(Extrait)

Interview à Eric Chacour, Ce que je sais de toi (Alto/Philippe Rey 2023), réalisée par les étudiants de l’université de Turin
1) Le protagoniste Tarek aime vraiment son travail de médecin ou accepte-t-il sa profession (ainsi que son amour pour Mira ?) de manière passive ?
Je dirais qu’il ne se pose pas vraiment cette question, il se préoccupe davantage de savoir s’il fait « la bonne chose », celle qu’on attend de lui. La question de l’épanouissement professionnel me semble d’ailleurs assez récente (et plutôt occidentale) et de nombreuses personnes évitent soigneusement d’ausculter leur propre bonheur, peut-être par peur des réponses qu’ils y trouveraient. Pour ce qui est de son union avec Mira, je dirais que c’est un mariage d’amour.
2) Au fil des pages, le narrateur change (tu/je/nous). Peut-on dire que le « nous » final, qui réunit Tarek et son fils, représente également une conciliation par rapport à la perte (irréparable) d’Ali ? S’agit-il d’une sorte de pensement sur une blessure interpersonnelle mais aussi « intergénérationnelle » ?
À vrai dire, le narrateur ne change pas. C’est une simple illusion d’optique. Beaucoup me parlent de ces parties écrites au je, au tu et au nous mais cela ne tient qu’au nom des chapitres. La première personne du singulier est introduite progressivement, elle est simplement implicite en début de récit. Le seul changement narratif se produit dans les (courtes) scènes à Montréal. Elles sont écrites au présent, à la troisième personne et restent extérieures aux personnages.

(Liste des items)
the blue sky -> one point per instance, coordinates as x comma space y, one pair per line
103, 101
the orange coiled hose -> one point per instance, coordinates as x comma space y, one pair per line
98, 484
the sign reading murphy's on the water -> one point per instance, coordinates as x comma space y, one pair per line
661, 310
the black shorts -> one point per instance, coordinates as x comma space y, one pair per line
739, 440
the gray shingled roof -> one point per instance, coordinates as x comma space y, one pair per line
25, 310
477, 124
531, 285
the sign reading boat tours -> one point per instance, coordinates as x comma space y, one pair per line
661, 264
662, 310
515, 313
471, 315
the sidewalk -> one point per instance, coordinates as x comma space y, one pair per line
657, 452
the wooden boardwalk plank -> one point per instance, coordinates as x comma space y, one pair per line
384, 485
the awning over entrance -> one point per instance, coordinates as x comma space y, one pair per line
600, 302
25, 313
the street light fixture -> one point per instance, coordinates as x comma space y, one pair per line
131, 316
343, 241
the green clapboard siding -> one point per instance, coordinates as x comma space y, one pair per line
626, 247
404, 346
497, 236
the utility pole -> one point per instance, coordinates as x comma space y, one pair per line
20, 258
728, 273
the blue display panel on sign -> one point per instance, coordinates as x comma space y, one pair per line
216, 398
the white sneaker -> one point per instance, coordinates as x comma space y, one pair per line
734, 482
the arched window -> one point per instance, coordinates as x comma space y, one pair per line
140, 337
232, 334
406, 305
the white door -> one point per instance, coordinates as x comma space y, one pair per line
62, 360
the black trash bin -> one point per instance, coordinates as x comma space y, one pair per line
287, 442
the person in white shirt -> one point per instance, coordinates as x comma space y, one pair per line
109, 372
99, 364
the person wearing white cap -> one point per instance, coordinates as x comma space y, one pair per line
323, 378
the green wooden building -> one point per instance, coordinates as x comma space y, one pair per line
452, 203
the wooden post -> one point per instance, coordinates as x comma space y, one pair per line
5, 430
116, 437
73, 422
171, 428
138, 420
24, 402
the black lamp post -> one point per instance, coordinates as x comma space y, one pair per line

(Travail à faire)
1. Relevez tous les prénoms de personnages du roman qui apparaissent dans l'extrait.
2. Recopiez mot pour mot le passage de l'extrait qui s'ouvre sur les mots contenant « Interview à Eric » et se clôt sur « manière passive ? ».

(Réponses rédigées)
1. Tarek, Mira et Ali.

2.
Interview à Eric Chacour, Ce que je sais de toi (Alto/Philippe Rey 2023), réalisée par les étudiants de l’université de Turin
1) Le protagoniste Tarek aime vraiment son travail de médecin ou accepte-t-il sa profession (ainsi que son amour pour Mira ?) de manière passive ?